EXTRAIT À LIRE ->
Mais la ville s’est retrouvée rapidement à l’étroit et les villageois ont commencé à sortir de la ville pour s’installer derrière les murs, principalement à l’ouest en direction de la plaine du Forez. En même temps, la population de Saint-Romain-le-Vieux s’éclaircissait devenant petit à petit un village abandonné. Un faubourg s’est ainsi créé: il prend vite de l’importance d’autant que l’on est dans une période de calme et d’absence de conflit, les habitants perdant l’habitude de se défendre.
C’est au moment de la guerre de Cent Ans que la nécessité de se protéger des hordes de brigands ou d’Anglais s’est imposée. Chazelles se dote alors d’une seconde enceinte pour ceinturer le faubourg. Elle part de la tour Jean Besson plus haut citée, traverse la rue de l’hôpital (aujourd’hui rue Armand Bazin), rencontre une tour dite de l’hôpital puis descend le long de l’actuel Boulevard Peronnet jusqu’à la tour machique** (au niveau de la rue de l’Hôpital actuel) et continue jusqu’au «fond de ville» où se trouve la Porte de Montbrison (détruite en 1849, remplacée à l’époque par une chaine qui marquait l’octroi), puis elle remonte vers l’actuelle rue Caderat en face de laquelle se trouve une nouvelle tour de défense. Elle se poursuit jusqu’au sommet de la rue de Versailles actuelle au niveau de l’ancienne rue du Fumont (actuelle rue St Exupery) où l’on trouve une autre porte. Cette enceinte se termine en rejoignant la tour Henri Besson déjà signalée. L’ensemble de ces fortifications est réalisé à partir des ruines de Saint Romain-le-Vieux transformé en carrière avec l’accord de la commanderie.
C’est pendant cette période que le château, devenu trop petit, se déplace au sud après le donjon. Le bâtiment central comporte un étage avec des appartements spacieux et aérés, puis des greniers. Il est flanqué à ses extrémités de deux grosses tours dont on trouve encore quelques restes de celle située à l’ouest. La tour de l’est a été reprise en maçonnerie en 1935 environ pour former la «grande maison» sur la place Poterne.
De même manière un bâtiment a vu le jour à la perpendiculaire de l’axe de l’église du côté de l’entrée à l’ouest, accolé au sanctuaire et terminé sur une tour. Dans celui-ci, on exerce la justice sous l’autorité du commandeur dans des salles d’audience en étage. Le rez-de-chaussée est occupé par deux cellules d’emprisonnement suivi d’un cachot du côté de l’église.
Ainsi est formée la cour du château devant la façade nord du bâtiment principal, fermée à l’est par le donjon et l’ancien château devenu grenette (petite halle aux grains) et à l’ouest par le bâtiment de la justice. Tout cela a aujourd’hui disparu (le bâtiment de justice et la tour-donjon en 1883, la grenette il y a quelques décennies). Cette démolition a permis l’ouverture de la place de l’église vers la place Poterne.

DONNÉES FOURNIES ->
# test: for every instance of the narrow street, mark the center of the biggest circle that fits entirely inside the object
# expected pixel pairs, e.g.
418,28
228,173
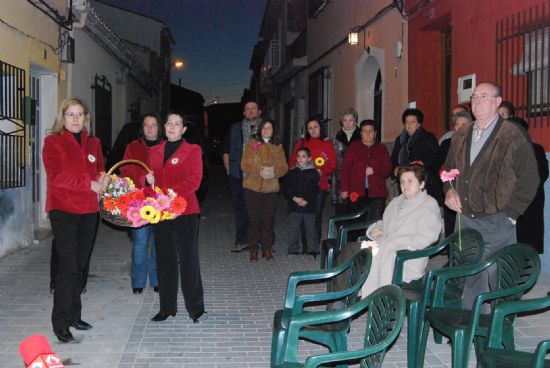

TRAVAIL DEMANDÉ ->
(A) Relevez, dans l'extrait sur l'histoire de Chazelles, les constructions qui délimitent la cour du château.
(B) Poursuivez l'extrait sur l'histoire de Chazelles à la suite de sa dernière phrase.

RÉPONSES PROPOSÉES ->
(A) La façade nord du bâtiment principal, le donjon, l'ancien château devenu grenette et le bâtiment de la justice.

(B)
Dans cette cour on trouve un escalier hélicoïdal en pierre inclus dans un bâtiment hexagonal inséré à demi dans la façade. Il dessert les étages du nouveau château. Il est tout à fait caractéristique de l’époque de la fin du Moyen-Age. Au centre de cette cour se trouve une citerne d’eau. Entre le donjon et la tour à l’est du château, il y a une petite porte ou « poterne » qui ouvre hors de la ville dans une zone où l’on a déplacé le cimetière avant qu’il ne soit déplacé à nouveau vers la chapelle Saint Roch (aujourd’hui place de Gaulle). La façade sud du château a pris une allure résidentielle et comporte de nombreuses ouvertures donnant sur un jardin et un verger. Une portion non bâtie de ces terrains prendra au 19° siècle le nom de cour du Château, telle qu’on la connait actuellement.
Telle était la situation de la ville quand les armées de Galéas Sforza avec ses Lombards et Milanais établirent un siège en 1465 qui dura de nombreuses semaines sans qu’il puisse pénétrer dans la cité.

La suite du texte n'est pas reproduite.